→ DOCUMENT EXCERPT
################

Ensuring the veracity of the URC
+++++++++++++++++++++++++++++++++

Resources are not the only information that can be tampered with. The
URC service will provide a tempting target for attack. It needs to be
secured against determined attacks and the information it provides
needs to be verifiable. However, security does not come for free, and
we should not impose that cost on all accesses. Therefore it is not
appropriate to make the URC server compute a digital signature for
every query response it generates. Instead, the server keeps two pre
computed signatures for each of its URCs. The first is a signature over
the entire URC, the second computed over the location information it
would return in response to a URN resolution query.

o User configures the browser to verify URC information.

o The user clicks on a link

o The browser sends a URN resolution request to the URC
service. The request has a flag set so that the URC server will
provide digital signature information.

o The browser receives the list of locations as in the first scenario.
In addition it receives a digital signature of that information
which has been encrypted with the private key of the URC
server.

o The browser retrieves the public key of the server, and uses it to
verify the URC information.

o If there is no problem, the browser continues as before to
retrieve the resource. If there is a problem the browser alerts the
user, who should alert the administrator of the URC server.

If a general query is issued, the URCs for all matching resources are
returned in their entirety. The browser then has to verify each of the
URCs in turn. Validating general queries will be an expensive process,
but it is the user's machine paying most of the cost.

################

→ SUPPLIED INFORMATION

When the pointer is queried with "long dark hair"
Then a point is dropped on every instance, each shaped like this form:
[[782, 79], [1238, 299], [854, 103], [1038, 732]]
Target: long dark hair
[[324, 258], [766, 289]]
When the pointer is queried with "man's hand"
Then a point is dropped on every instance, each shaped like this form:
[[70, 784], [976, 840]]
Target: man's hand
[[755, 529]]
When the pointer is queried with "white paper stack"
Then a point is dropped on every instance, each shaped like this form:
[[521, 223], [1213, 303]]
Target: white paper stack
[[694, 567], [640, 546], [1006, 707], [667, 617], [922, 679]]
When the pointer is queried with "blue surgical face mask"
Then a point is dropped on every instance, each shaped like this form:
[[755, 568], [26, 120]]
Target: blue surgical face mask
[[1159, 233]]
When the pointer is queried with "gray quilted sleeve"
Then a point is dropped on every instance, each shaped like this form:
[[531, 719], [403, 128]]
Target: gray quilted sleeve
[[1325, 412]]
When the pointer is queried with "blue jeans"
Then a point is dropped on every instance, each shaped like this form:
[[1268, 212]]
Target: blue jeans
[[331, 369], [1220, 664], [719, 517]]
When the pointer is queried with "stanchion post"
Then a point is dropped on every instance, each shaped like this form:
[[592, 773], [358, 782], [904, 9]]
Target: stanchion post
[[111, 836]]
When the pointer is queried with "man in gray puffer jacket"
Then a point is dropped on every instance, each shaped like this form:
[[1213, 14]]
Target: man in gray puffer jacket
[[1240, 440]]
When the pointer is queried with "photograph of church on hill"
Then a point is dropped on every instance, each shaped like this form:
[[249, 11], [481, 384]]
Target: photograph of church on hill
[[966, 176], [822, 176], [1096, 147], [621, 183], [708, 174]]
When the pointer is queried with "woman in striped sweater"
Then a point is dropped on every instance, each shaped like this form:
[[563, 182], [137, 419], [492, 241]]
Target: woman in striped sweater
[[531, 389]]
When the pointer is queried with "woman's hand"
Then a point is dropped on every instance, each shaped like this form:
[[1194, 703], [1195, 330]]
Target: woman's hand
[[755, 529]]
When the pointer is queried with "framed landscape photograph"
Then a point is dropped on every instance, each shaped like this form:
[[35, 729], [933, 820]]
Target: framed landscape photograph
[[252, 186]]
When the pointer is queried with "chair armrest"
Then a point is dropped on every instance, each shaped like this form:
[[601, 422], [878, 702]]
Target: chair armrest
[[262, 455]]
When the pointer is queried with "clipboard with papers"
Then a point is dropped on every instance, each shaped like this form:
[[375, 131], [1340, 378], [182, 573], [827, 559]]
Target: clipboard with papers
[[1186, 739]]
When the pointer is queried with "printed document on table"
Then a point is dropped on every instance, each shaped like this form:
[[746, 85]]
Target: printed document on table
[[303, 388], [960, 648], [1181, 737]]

################

→ EXERCISE DESCRIPTION
Copy the section on ensuring the veracity of the URC word for word, from beginning to end. The listing isn't needed for this.

→ RESPONSE TO THE EXERCISE
Ensuring the veracity of the URC
+++++++++++++++++++++++++++++++++

Resources are not the only information that can be tampered with. The
URC service will provide a tempting target for attack. It needs to be
secured against determined attacks and the information it provides
needs to be verifiable. However, security does not come for free, and
we should not impose that cost on all accesses. Therefore it is not
appropriate to make the URC server compute a digital signature for
every query response it generates. Instead, the server keeps two pre
computed signatures for each of its URCs. The first is a signature over
the entire URC, the second computed over the location information it
would return in response to a URN resolution query.

o User configures the browser to verify URC information.

o The user clicks on a link

o The browser sends a URN resolution request to the URC
service. The request has a flag set so that the URC server will
provide digital signature information.

o The browser receives the list of locations as in the first scenario.
In addition it receives a digital signature of that information
which has been encrypted with the private key of the URC
server.

o The browser retrieves the public key of the server, and uses it to
verify the URC information.

o If there is no problem, the browser continues as before to
retrieve the resource. If there is a problem the browser alerts the
user, who should alert the administrator of the URC server.

If a general query is issued, the URCs for all matching resources are
returned in their entirety. The browser then has to verify each of the
URCs in turn. Validating general queries will be an expensive process,
but it is the user's machine paying most of the cost.